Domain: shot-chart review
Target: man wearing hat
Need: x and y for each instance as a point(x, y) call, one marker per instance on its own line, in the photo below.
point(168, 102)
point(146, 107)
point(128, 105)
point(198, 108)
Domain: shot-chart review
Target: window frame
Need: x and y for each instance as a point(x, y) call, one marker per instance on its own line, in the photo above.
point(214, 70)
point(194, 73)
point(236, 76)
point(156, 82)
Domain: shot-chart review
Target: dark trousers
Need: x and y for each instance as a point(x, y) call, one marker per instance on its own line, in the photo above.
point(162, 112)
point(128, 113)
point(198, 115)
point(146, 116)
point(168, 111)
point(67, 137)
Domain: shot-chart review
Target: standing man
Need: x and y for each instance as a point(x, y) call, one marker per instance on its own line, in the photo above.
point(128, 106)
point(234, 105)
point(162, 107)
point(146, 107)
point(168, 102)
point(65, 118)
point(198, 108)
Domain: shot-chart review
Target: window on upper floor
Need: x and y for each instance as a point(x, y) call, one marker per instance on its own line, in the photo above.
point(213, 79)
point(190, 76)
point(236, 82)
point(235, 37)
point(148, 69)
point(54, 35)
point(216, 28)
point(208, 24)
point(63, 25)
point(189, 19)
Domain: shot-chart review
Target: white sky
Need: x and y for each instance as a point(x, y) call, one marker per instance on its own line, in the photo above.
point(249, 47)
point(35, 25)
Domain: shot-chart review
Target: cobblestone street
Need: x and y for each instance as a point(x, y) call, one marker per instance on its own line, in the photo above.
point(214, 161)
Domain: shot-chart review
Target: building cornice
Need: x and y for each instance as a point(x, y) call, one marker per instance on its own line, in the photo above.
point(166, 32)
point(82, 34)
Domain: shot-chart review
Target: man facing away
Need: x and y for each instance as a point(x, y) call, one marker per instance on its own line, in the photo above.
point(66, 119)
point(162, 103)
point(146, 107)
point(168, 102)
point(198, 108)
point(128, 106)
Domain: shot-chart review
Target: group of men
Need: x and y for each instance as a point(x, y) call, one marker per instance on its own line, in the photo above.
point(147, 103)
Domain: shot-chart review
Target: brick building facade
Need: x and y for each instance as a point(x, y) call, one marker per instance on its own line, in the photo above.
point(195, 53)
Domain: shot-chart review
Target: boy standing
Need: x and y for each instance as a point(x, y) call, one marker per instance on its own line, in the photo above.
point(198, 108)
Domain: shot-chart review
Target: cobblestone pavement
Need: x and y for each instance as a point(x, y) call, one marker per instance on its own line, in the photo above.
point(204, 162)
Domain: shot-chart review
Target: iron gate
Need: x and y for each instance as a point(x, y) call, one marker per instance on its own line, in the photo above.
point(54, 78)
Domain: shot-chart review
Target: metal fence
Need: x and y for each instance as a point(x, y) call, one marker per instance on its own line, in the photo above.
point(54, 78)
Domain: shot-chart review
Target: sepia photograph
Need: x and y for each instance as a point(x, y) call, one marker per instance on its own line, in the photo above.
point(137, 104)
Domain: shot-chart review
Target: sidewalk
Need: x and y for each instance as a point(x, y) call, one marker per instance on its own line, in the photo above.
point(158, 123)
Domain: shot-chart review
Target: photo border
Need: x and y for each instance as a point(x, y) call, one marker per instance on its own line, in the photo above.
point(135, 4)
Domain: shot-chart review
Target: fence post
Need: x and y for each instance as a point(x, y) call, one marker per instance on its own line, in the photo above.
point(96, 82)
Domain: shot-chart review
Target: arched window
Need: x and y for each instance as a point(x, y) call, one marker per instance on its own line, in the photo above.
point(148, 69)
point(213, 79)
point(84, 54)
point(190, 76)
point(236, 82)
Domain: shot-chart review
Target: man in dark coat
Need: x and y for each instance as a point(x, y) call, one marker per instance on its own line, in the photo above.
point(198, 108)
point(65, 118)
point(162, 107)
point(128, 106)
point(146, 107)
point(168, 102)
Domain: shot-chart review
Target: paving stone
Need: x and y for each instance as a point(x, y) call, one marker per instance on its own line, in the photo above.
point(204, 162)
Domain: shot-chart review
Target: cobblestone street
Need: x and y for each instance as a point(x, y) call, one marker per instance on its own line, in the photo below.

**EXERCISE DESCRIPTION:** Would you write down every record again, exactly?

**ANSWER TO THE TASK:**
Domain: shot-chart review
Target: man wearing hat
Need: x and y for each instance as a point(x, y) call, one marker per instance on its own line, in the photo below.
point(168, 102)
point(146, 107)
point(128, 105)
point(198, 108)
Domain: shot-chart review
Target: window frame
Need: x and y for each instance as a point(x, y) call, one marker per instance on its own line, in the photo above.
point(214, 70)
point(194, 73)
point(236, 76)
point(156, 82)
Domain: shot-chart review
Target: dark trousers
Need: x and y for each instance as a point(x, y) call, one marker per instance on its own line, in the photo above.
point(162, 112)
point(128, 113)
point(198, 115)
point(146, 116)
point(168, 111)
point(67, 137)
Domain: shot-chart review
Target: standing man
Need: x and y for each instance as a point(x, y) call, one marker per instance on its own line, in the photo above.
point(128, 106)
point(234, 105)
point(162, 107)
point(146, 107)
point(168, 102)
point(65, 118)
point(198, 108)
Domain: shot-chart review
Target: window on upper floor
Need: x and y for each instance as a point(x, y) call, one marker per instance on its own line, in the photo above.
point(213, 79)
point(190, 76)
point(236, 82)
point(235, 37)
point(148, 69)
point(54, 35)
point(216, 28)
point(208, 24)
point(63, 25)
point(189, 19)
Domain: shot-chart review
Target: white sky
Need: x and y for each instance as a point(x, y) call, one marker per instance on its own line, in the photo above.
point(249, 47)
point(35, 25)
Domain: shot-chart review
Target: cobblestone street
Need: x and y for each instance as a point(x, y) call, one marker per instance on its own line, in the photo above.
point(214, 161)
Domain: shot-chart review
Target: building cornice
Need: x and y for each instance as a point(x, y) call, one marker per instance on its own line, in the photo above.
point(166, 32)
point(82, 34)
Domain: shot-chart review
Target: man facing away
Need: x and y for each instance as a point(x, y) call, one marker per instance on its own line, in the photo above.
point(66, 119)
point(162, 103)
point(146, 107)
point(168, 102)
point(198, 108)
point(128, 106)
Domain: shot-chart review
Target: group of men
Need: x and y for each instance as a point(x, y) call, one marker per instance on its own line, in the photo above.
point(147, 103)
Domain: shot-chart review
Target: brick building facade
Need: x and y for each instance as a point(x, y) call, one marker per instance on its own line, in the photo above.
point(195, 53)
Domain: shot-chart review
Target: boy standing
Need: x and y for each instance as a point(x, y) call, one marker per instance on its own line, in the photo above.
point(198, 108)
Domain: shot-chart review
Target: cobblestone pavement
Need: x and y for each instance as a point(x, y) call, one marker per instance on its own line, in the photo above.
point(204, 162)
Domain: shot-chart review
Target: iron gate
Need: x and y for each instance as a point(x, y) call, one marker per instance on its own line, in the photo above.
point(54, 78)
Domain: shot-chart review
Target: metal fence
Need: x and y for each instance as a point(x, y) call, one marker per instance on its own line, in the photo above.
point(54, 78)
Domain: shot-chart review
Target: sepia photograph
Need: x and y for each instance as a point(x, y) call, one marker per instance on its own line, in the photo above.
point(137, 104)
Domain: shot-chart review
Target: sidewalk
Need: x and y for each instance as a point(x, y) call, one marker per instance on its own line, in the photo above.
point(158, 123)
Domain: shot-chart review
Target: photo border
Need: x and y for each instance as a point(x, y) call, one marker per instance on its own line, in the photo above.
point(135, 4)
Domain: shot-chart review
Target: fence post
Need: x and y for each instance as a point(x, y) call, one marker per instance on its own line, in the photo above.
point(96, 82)
Domain: shot-chart review
Target: arched window
Need: x and y for each instance as a point(x, y) call, one marker per instance on its own line, in the photo above.
point(148, 69)
point(213, 79)
point(84, 54)
point(190, 76)
point(236, 82)
Domain: shot-chart review
Target: man in dark coat
Need: x and y for each instance as a point(x, y) call, one marker per instance on its own line, in the photo above.
point(198, 108)
point(65, 118)
point(162, 107)
point(128, 106)
point(146, 107)
point(168, 102)
Domain: shot-chart review
Target: paving stone
Need: x and y for each instance as a point(x, y) call, one marker per instance on its own line, in the photo above.
point(204, 162)
Domain: shot-chart review
Target: cobblestone street
Need: x and y for each instance as a point(x, y) call, one marker per instance on its own line, in the photo below.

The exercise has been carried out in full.